[begin Data provided]
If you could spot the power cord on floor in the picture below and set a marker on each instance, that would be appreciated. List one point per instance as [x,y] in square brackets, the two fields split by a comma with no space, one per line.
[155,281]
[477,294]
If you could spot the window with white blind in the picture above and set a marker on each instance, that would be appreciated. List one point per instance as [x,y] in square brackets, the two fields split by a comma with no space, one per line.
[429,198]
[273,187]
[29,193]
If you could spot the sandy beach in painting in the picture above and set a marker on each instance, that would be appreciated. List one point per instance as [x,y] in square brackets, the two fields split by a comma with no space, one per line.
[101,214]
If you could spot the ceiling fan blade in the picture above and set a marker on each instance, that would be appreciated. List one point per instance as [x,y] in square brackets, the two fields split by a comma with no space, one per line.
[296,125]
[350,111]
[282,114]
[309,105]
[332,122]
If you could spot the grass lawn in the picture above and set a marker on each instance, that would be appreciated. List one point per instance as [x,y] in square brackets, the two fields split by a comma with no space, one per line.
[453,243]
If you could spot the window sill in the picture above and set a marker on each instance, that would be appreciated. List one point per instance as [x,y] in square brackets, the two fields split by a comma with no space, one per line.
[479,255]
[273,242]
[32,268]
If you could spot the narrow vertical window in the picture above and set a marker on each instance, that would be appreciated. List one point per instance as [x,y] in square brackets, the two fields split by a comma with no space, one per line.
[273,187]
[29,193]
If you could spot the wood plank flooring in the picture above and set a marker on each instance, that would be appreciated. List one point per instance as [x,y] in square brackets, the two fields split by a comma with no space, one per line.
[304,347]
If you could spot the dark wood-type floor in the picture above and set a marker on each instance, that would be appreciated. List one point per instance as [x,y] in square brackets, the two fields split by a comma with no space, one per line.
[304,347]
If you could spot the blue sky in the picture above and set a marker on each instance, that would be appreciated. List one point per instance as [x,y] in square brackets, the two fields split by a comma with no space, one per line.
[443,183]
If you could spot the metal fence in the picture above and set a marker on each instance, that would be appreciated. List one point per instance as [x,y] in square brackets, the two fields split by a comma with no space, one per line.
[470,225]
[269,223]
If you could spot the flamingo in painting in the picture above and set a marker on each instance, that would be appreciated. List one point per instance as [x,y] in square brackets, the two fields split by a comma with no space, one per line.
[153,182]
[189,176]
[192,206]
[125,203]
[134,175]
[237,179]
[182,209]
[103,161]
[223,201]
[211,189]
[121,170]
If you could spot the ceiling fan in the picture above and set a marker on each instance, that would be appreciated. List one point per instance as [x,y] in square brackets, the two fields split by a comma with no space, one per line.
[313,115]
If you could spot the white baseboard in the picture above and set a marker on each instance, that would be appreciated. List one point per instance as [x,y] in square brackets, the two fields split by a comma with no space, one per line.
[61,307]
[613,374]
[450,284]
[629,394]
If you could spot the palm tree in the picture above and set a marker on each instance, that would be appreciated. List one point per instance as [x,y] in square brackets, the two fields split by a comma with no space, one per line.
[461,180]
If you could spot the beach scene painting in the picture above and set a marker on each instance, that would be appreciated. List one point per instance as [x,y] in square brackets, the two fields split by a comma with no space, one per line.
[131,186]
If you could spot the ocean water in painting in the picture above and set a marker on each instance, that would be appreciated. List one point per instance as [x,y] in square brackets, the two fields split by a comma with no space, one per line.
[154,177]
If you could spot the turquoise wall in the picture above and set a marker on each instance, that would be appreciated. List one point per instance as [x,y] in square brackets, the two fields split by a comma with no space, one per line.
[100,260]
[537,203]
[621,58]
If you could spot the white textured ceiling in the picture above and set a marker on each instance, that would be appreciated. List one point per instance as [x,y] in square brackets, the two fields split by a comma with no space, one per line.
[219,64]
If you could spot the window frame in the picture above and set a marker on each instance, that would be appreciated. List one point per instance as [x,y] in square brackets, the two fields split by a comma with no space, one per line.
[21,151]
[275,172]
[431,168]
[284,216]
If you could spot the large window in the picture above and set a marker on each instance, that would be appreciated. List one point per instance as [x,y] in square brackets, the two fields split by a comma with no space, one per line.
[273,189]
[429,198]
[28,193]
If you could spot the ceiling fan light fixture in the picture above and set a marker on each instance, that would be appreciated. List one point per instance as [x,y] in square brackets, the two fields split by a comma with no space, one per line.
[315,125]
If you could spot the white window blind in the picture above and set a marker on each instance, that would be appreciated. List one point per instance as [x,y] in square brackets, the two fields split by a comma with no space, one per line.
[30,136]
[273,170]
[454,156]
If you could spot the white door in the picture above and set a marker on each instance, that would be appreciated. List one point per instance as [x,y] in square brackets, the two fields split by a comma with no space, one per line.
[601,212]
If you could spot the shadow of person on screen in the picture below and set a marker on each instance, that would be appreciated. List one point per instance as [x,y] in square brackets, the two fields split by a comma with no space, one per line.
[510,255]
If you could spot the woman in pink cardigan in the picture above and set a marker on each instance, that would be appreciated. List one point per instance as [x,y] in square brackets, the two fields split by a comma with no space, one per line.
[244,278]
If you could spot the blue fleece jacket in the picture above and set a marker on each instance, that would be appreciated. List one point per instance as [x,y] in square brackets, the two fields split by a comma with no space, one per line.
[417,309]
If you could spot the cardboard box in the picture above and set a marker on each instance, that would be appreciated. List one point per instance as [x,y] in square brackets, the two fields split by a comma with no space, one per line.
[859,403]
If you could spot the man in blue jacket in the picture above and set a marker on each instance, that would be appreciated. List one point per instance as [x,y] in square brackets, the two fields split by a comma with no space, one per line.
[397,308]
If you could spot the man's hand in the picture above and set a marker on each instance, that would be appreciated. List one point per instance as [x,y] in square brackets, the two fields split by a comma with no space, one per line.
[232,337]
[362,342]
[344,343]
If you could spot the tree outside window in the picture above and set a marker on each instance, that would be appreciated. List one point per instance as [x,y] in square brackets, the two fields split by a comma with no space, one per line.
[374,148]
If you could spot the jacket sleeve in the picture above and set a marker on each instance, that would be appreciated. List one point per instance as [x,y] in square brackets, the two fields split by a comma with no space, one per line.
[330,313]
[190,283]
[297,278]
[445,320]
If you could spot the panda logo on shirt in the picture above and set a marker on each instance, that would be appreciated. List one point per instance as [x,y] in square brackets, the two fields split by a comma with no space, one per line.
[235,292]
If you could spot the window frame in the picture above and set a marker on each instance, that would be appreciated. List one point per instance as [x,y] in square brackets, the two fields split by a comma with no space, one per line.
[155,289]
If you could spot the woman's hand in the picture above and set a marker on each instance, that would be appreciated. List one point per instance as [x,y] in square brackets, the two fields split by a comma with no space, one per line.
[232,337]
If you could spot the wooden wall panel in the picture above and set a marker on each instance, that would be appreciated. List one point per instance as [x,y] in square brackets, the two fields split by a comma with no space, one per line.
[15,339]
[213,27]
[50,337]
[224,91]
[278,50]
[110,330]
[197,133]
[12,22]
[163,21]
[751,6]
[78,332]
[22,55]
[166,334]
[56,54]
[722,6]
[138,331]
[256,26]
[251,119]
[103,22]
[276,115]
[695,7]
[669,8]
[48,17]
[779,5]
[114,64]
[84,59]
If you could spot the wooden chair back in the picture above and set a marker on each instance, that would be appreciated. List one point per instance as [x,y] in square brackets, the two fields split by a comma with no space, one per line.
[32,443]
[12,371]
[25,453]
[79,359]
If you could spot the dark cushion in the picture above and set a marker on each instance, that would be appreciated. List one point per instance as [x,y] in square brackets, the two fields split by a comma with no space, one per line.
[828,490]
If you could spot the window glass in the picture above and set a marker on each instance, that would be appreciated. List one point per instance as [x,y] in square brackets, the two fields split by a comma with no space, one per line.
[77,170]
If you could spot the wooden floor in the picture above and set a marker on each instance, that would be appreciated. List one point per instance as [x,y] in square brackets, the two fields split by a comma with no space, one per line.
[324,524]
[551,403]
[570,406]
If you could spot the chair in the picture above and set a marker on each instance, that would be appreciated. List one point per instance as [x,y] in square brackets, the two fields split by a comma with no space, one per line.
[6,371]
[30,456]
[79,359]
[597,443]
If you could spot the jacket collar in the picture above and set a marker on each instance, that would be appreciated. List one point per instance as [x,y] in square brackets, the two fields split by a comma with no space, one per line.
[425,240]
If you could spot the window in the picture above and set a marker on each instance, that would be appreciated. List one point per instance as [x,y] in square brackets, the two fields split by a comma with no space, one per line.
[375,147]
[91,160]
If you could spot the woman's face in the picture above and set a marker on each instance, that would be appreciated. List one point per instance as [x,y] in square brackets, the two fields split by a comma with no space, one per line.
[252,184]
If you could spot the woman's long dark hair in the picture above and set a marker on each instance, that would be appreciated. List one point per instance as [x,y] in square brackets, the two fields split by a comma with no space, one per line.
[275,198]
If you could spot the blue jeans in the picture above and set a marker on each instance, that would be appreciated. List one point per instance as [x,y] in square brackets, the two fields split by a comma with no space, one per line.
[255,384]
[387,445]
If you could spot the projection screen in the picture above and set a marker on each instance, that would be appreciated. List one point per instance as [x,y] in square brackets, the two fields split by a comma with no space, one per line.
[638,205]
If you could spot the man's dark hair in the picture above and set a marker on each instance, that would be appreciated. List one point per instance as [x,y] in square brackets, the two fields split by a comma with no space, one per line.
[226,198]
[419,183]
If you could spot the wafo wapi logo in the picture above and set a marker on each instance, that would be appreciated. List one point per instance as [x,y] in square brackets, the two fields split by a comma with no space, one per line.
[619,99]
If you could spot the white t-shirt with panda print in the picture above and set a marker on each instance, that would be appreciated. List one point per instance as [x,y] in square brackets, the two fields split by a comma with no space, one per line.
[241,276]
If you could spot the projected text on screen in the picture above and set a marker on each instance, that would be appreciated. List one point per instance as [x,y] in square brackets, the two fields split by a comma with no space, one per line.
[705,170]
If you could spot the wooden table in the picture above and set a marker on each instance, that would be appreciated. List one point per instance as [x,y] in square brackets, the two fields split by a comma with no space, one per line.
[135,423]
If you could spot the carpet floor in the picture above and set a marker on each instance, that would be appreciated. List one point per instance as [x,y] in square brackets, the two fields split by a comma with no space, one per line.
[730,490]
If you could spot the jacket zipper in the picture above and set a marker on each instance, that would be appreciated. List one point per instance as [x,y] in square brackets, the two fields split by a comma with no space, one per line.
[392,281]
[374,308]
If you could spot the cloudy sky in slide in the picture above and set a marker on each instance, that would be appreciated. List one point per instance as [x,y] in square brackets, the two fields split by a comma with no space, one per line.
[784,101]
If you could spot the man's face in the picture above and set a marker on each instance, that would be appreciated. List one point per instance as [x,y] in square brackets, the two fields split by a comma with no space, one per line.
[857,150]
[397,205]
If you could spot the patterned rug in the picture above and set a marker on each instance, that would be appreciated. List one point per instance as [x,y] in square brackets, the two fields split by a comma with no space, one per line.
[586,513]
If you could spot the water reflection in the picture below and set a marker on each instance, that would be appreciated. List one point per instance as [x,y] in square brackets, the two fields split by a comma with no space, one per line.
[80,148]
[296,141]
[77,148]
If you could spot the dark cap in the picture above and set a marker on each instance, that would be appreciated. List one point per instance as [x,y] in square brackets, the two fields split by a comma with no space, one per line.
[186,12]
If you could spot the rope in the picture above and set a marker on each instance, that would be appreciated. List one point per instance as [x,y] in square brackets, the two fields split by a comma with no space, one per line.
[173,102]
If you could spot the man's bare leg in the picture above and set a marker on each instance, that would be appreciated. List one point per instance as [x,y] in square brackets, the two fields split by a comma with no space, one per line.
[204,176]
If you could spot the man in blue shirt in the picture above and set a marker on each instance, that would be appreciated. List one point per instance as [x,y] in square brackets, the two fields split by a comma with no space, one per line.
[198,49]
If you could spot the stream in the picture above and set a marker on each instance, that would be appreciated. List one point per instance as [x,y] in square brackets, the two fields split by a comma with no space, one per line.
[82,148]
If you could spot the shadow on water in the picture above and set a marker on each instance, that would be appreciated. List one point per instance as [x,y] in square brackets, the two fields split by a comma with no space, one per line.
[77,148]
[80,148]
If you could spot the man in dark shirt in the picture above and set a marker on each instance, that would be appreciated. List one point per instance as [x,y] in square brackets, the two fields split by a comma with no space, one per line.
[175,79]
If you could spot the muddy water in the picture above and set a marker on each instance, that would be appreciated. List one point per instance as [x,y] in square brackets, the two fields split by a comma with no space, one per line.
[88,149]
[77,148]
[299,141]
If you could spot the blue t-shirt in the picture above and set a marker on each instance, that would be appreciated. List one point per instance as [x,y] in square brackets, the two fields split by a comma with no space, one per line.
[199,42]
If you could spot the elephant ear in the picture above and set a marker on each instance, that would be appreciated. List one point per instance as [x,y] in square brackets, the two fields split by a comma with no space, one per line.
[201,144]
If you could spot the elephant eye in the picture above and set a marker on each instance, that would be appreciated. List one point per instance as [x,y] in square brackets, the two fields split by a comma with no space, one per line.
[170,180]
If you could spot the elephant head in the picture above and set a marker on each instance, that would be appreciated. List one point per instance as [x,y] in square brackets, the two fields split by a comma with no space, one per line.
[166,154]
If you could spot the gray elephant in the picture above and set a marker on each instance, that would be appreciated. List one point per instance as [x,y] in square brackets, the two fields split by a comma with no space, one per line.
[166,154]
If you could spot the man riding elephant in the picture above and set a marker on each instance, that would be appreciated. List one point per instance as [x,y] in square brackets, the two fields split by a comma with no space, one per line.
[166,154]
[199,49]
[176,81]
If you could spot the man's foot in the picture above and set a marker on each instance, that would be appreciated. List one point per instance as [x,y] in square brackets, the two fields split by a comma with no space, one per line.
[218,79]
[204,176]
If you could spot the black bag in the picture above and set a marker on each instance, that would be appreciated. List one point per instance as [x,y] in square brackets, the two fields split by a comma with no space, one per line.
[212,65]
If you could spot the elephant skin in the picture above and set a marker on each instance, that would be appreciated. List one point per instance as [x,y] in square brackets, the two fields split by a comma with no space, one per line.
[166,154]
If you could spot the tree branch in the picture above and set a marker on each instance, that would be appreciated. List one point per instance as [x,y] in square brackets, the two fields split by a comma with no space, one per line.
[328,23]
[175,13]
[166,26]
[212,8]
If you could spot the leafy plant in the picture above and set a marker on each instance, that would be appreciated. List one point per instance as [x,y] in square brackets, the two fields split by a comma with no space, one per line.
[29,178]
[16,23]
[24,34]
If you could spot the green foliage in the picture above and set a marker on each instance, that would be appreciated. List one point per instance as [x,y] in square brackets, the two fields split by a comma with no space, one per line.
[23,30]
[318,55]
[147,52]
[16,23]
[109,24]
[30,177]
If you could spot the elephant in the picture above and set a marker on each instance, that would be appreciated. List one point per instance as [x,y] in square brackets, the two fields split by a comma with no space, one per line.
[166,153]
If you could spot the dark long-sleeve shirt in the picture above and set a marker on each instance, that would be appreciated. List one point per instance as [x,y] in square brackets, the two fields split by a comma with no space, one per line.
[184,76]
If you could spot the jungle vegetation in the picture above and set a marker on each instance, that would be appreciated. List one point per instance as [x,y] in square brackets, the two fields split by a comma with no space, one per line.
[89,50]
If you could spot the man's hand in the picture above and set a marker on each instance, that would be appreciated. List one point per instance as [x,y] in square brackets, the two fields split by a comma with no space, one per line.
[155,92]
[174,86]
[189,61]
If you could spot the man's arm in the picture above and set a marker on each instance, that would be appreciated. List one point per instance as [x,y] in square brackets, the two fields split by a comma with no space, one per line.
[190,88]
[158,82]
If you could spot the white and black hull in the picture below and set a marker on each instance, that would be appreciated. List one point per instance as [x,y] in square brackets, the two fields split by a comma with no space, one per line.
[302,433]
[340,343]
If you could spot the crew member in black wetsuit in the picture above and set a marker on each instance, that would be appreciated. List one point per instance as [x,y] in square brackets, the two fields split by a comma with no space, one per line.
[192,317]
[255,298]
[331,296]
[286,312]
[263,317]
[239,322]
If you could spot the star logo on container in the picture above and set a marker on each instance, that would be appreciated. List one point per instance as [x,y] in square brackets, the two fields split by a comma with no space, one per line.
[end Data provided]
#### What you will do
Give the lines exactly as they stand, from the line with "If you could spot the jungle" through the end of the material.

#### Result
If you could spot the jungle vegetation in the picture above and set a marker on each instance, that would be appreciated. List one point per instance as [x,y] in square brackets, the two fields split by a comma with no space, one per line.
[89,50]
If you could spot the man's hand in the picture above and set a marker on each instance, that would be appreciated. List one point per instance as [x,y] in square brackets, the two fields split by a comma with no space, one per line.
[155,92]
[174,86]
[189,61]
If you could spot the man's arm in the picture above and set a marker on each instance, that would be appreciated. List one point per instance as [x,y] in square brackets, the two fields split by a comma with no space, one per line.
[190,88]
[158,82]
If you could spot the white and black hull in the picture below and set a marker on each instance, that would be appreciated. List one point per instance as [x,y] in square brackets, the two fields split by a comma with no space, one per line.
[302,433]
[340,343]
If you could spot the crew member in black wetsuit in the picture above and set a marker on each instance, that would be appreciated. List one point per instance as [x,y] in square brackets, the two fields split by a comma with no space, one per line.
[192,317]
[255,298]
[331,296]
[286,312]
[263,317]
[239,322]
If you could spot the star logo on container in the picture above and set a marker on each instance, that would be appreciated. List one point per instance as [x,y] in square brackets, the two fields split by a comma with no space, one per line.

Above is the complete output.